== Supplied entries ==

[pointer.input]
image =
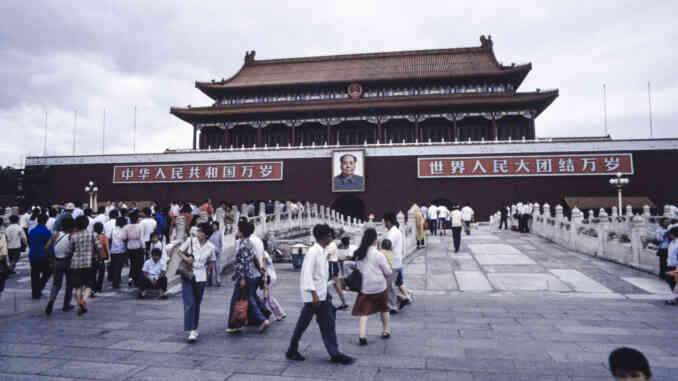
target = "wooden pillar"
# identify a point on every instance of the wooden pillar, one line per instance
(455, 129)
(418, 136)
(494, 130)
(260, 137)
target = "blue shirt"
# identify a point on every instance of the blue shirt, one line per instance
(37, 239)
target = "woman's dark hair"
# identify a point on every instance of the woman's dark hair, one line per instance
(386, 244)
(205, 228)
(628, 360)
(81, 222)
(67, 224)
(390, 217)
(321, 231)
(369, 237)
(42, 219)
(98, 227)
(120, 222)
(245, 228)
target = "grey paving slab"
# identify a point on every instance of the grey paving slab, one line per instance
(92, 370)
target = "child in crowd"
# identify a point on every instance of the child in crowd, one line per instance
(271, 278)
(629, 364)
(100, 267)
(671, 263)
(154, 275)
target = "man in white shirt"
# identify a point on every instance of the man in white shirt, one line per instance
(456, 222)
(396, 237)
(148, 225)
(313, 287)
(16, 237)
(467, 217)
(443, 217)
(433, 219)
(154, 271)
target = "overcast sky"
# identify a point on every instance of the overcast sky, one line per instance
(57, 57)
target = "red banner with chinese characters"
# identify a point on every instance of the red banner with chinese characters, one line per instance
(513, 166)
(190, 173)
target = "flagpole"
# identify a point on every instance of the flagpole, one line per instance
(103, 135)
(44, 147)
(134, 137)
(605, 107)
(75, 123)
(649, 103)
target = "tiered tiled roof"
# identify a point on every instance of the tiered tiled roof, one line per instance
(372, 67)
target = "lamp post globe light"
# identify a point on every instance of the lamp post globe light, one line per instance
(92, 190)
(619, 182)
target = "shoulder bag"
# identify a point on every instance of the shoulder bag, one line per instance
(185, 269)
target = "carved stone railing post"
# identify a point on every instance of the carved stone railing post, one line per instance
(636, 239)
(667, 211)
(603, 229)
(400, 217)
(180, 222)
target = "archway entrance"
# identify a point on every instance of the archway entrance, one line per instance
(351, 206)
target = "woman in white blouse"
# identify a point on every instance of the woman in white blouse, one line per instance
(373, 296)
(200, 254)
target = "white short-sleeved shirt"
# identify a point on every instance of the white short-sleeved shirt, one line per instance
(348, 252)
(201, 255)
(332, 252)
(314, 274)
(154, 269)
(258, 245)
(396, 237)
(455, 218)
(147, 227)
(432, 212)
(467, 213)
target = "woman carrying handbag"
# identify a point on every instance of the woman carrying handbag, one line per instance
(196, 253)
(373, 296)
(247, 270)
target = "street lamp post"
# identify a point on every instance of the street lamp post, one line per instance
(619, 182)
(92, 189)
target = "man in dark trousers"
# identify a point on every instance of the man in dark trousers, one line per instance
(40, 270)
(317, 301)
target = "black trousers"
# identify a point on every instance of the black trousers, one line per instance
(325, 316)
(117, 260)
(503, 222)
(101, 274)
(136, 263)
(145, 284)
(40, 273)
(669, 279)
(456, 237)
(662, 254)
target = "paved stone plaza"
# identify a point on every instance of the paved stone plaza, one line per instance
(508, 306)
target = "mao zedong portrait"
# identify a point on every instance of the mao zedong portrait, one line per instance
(347, 180)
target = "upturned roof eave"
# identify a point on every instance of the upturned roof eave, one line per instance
(215, 89)
(541, 100)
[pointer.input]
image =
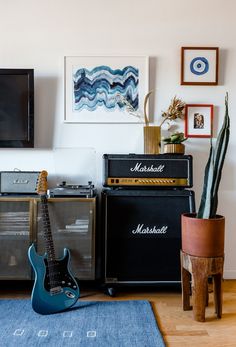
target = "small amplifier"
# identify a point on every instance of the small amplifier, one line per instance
(18, 182)
(159, 170)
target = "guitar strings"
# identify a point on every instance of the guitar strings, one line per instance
(52, 264)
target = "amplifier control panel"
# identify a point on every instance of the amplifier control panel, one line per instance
(127, 181)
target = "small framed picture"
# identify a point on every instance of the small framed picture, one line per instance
(198, 120)
(199, 65)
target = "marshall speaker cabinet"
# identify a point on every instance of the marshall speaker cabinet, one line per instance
(142, 234)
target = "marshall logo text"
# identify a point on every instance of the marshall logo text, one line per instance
(143, 168)
(146, 230)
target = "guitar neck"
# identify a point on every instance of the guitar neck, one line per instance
(47, 229)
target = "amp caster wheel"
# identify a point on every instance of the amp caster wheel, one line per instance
(111, 291)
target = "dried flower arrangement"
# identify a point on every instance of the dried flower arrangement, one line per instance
(174, 111)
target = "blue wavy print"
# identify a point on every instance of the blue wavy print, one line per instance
(102, 86)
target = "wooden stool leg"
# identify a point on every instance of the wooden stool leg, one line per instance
(186, 289)
(199, 296)
(217, 283)
(207, 296)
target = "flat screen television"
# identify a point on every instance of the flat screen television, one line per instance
(16, 108)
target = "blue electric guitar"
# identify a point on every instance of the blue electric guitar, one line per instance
(55, 289)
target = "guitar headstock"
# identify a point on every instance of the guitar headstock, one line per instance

===

Exactly reproduce each record, leaving out any pictures.

[pointer.input]
image =
target = "wooden pillar"
# identify a point on every instance of the wooden pillar, one line per instance
(455, 129)
(418, 136)
(494, 130)
(260, 137)
target = "blue shirt"
# identify a point on every instance of the blue shirt, one line per instance
(37, 239)
target = "woman's dark hair"
# identify a point on every instance of the woman's dark hair, one line per instance
(386, 244)
(205, 228)
(628, 360)
(81, 222)
(67, 224)
(390, 217)
(321, 231)
(369, 237)
(42, 219)
(98, 227)
(120, 222)
(245, 228)
target = "grey paving slab"
# identify a point on every instance of the grey paving slab, one line per instance
(92, 370)
target = "child in crowd"
# identify a point on every instance of the child in crowd, one line per instance
(271, 278)
(629, 364)
(100, 267)
(671, 263)
(154, 275)
target = "man in white shirt"
# identify a point on every instance of the man in white shirt, one line per instance
(456, 222)
(396, 237)
(148, 225)
(313, 287)
(16, 237)
(467, 217)
(443, 217)
(433, 219)
(154, 271)
target = "overcast sky"
# identify a point on every instance of the overcast sky, one line per instance
(57, 57)
target = "red banner with chinese characters"
# identify a point on every instance of the red banner with chinese characters, one line per instance
(513, 166)
(190, 173)
target = "flagpole"
# identify a point on every instance of the flagpole, one line per instance
(103, 135)
(44, 147)
(134, 137)
(605, 107)
(75, 123)
(649, 103)
target = "tiered tiled roof"
# identify a point on every instance of the tiered tiled roof, one line per instance
(372, 67)
target = "lamp post globe light"
# identify a point on every instance of the lamp post globe light, one line per instance
(92, 190)
(619, 182)
target = "shoulder bag"
# identify a point on every instance of the shoulder bag, one line per instance
(185, 269)
target = "carved stone railing post"
# identify a point on every instance of the carved stone railing post, one line per instance
(636, 239)
(667, 211)
(603, 229)
(400, 217)
(180, 222)
target = "archway entrance"
# identify a point on every instance of the archway entrance, one line per instance
(351, 206)
target = "woman in white blouse"
# identify a point on every instance of the woman in white blouse, one line per instance
(373, 296)
(200, 254)
target = "white short-sleeved shirt"
# identify a point on every instance of the white short-sleeved shirt, one line per instance
(348, 252)
(201, 255)
(332, 252)
(314, 274)
(154, 269)
(258, 245)
(396, 237)
(455, 218)
(147, 227)
(432, 212)
(467, 213)
target = "woman carrying handbag"
# identify a point on every instance of the woman carrying handbag, one line per instance
(196, 253)
(373, 296)
(247, 270)
target = "street lamp post"
# identify a point on every instance of the street lamp post, one line per instance
(619, 182)
(92, 189)
target = "man in dark trousers"
# identify a point on every instance of the man in dark trousers, one line per instance
(40, 270)
(317, 301)
target = "black trousers"
# identify a point on every instance of the black trousers, one line per instance
(325, 316)
(117, 260)
(503, 222)
(101, 274)
(136, 263)
(145, 284)
(40, 273)
(669, 279)
(456, 237)
(662, 254)
target = "paved stone plaza"
# identify a point on every instance of the paved stone plaza, one line per instance
(508, 306)
target = "mao zedong portrait"
# identify a point on every instance of the mao zedong portrait, one line per instance
(347, 180)
target = "upturned roof eave"
# identify a point on every instance of the upturned roof eave, one line per instance
(215, 89)
(541, 100)
[pointer.input]
image =
target = "small amplifier"
# identify a point on every instance of the small amplifier, one line per instance
(18, 182)
(159, 170)
target = "guitar strings"
# identify a point on every instance of the guitar strings, one line per instance
(52, 264)
target = "amplifier control panel"
# identify a point on every instance of the amplifier control panel, one line per instance
(127, 181)
target = "small framed picture"
# identify a point on every instance of the small framed picture, one line per instance
(198, 120)
(199, 65)
target = "marshall speaker cabinet"
# identify a point on every instance of the marshall speaker cabinet, one line per instance
(142, 234)
target = "marshall logo text"
# identify a point on every instance of the marshall logo text, one line per instance
(143, 168)
(146, 230)
target = "guitar neck"
# identify a point on every instance of the guitar neck, one line per instance
(47, 229)
target = "amp caster wheel"
# identify a point on every instance of the amp caster wheel, one line per instance
(111, 291)
target = "dried flower arrangement"
# identify a point on every instance of the dried flower arrangement, one line per instance
(174, 111)
target = "blue wavy print"
# identify a point on every instance of the blue wavy print, one line per instance
(102, 86)
target = "wooden stool leg"
# identify a point on every instance of the wooden stool leg, one line per instance
(186, 289)
(199, 296)
(217, 283)
(207, 296)
target = "flat screen television"
# identify a point on every instance of the flat screen television, one line per instance
(16, 108)
target = "blue electric guitar"
# identify a point on every instance of the blue electric guitar, one line per instance
(55, 289)
target = "guitar headstock"
# identify a point on every instance of the guitar headstock, one line per instance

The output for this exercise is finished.